### Directions
Repeat all of the records verbatim.

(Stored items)
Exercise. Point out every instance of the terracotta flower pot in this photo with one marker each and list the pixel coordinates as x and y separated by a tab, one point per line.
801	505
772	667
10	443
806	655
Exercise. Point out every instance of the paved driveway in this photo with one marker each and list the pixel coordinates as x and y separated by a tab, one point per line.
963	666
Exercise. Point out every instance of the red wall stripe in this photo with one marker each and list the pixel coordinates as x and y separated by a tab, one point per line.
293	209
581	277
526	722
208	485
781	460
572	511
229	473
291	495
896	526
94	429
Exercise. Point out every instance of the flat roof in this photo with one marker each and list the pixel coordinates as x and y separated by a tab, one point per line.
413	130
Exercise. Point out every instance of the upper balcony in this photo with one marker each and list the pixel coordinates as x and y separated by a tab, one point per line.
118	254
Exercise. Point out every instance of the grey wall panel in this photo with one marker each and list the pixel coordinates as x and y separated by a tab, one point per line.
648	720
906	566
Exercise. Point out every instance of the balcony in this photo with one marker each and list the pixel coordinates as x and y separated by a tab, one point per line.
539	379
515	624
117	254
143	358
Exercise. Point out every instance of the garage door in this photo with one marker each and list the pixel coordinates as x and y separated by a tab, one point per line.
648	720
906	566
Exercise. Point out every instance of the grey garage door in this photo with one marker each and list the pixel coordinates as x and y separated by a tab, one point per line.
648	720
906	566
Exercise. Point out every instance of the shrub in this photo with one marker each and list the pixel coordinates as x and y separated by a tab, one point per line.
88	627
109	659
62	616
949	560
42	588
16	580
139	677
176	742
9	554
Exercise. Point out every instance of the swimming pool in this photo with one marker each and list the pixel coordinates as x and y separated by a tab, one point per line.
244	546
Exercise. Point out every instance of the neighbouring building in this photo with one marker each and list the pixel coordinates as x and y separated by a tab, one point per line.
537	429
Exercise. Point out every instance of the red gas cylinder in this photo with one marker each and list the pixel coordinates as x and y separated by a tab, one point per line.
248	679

### Exercise response
Exercise. Point out every instance of the terracotta flower pot in this photo with one marker each and list the pixel coordinates as x and y separated by a tab, one point per line.
801	505
772	667
10	443
806	655
Exercise. Point out every instance of the paved driveway in this photo with one marker each and list the pixel coordinates as x and y separated by a tab, one point per line.
963	666
Exercise. Point out every instance of the red wall stripe in this photo with one marker each and list the pixel coordinates as x and y separated by a tab, one point per line.
293	209
581	277
526	722
208	485
781	460
572	511
229	473
291	495
896	526
94	429
Exercise. Point out every instance of the flat roof in this photo with one marker each and list the pixel coordinates as x and y separated by a tab, one point per line.
413	130
Exercise. Point out every instance of the upper balcony in this photo with one marker each and list the pixel coordinates as x and y separated by a tab, one point per line.
118	254
Exercise. Point out every instance of the grey wall panel in this photo with one marker each and list the pixel coordinates as x and y separated by a tab, one point per line.
648	720
906	566
Exercise. Point out every instance of the balcony in this photo with one marker each and list the pixel coordinates as x and y separated by a tab, one point per line.
539	379
515	624
117	254
143	358
Exercise. Point out every instance of the garage door in this photo with one marker each and list the pixel coordinates as x and y separated by a tab, one point per line.
648	720
906	566
Exercise. Point out every instance of the grey garage door in this photo with one marker each and list the pixel coordinates as x and y separated by a tab, one point per line.
648	720
906	566
Exercise. Point out every instance of the shrub in this photo with one marker each and list the pixel coordinates as x and y separated by a tab, one point per line.
88	627
109	659
62	616
949	560
42	588
16	580
139	677
176	742
9	554
Exercise. Point out every instance of the swimming pool in this photo with one marker each and list the pixel coordinates as x and y separated by a tab, one point per line.
244	546
Exercise. Point out every instance of the neighbouring building in this photo with one marker each and list the pixel coordinates as x and y separated by a tab, one point per line.
537	429
Exercise. Point out every instance of the red gas cylinder in this photo with one marker each and list the pixel coordinates as x and y separated by a tab, one point per line.
248	679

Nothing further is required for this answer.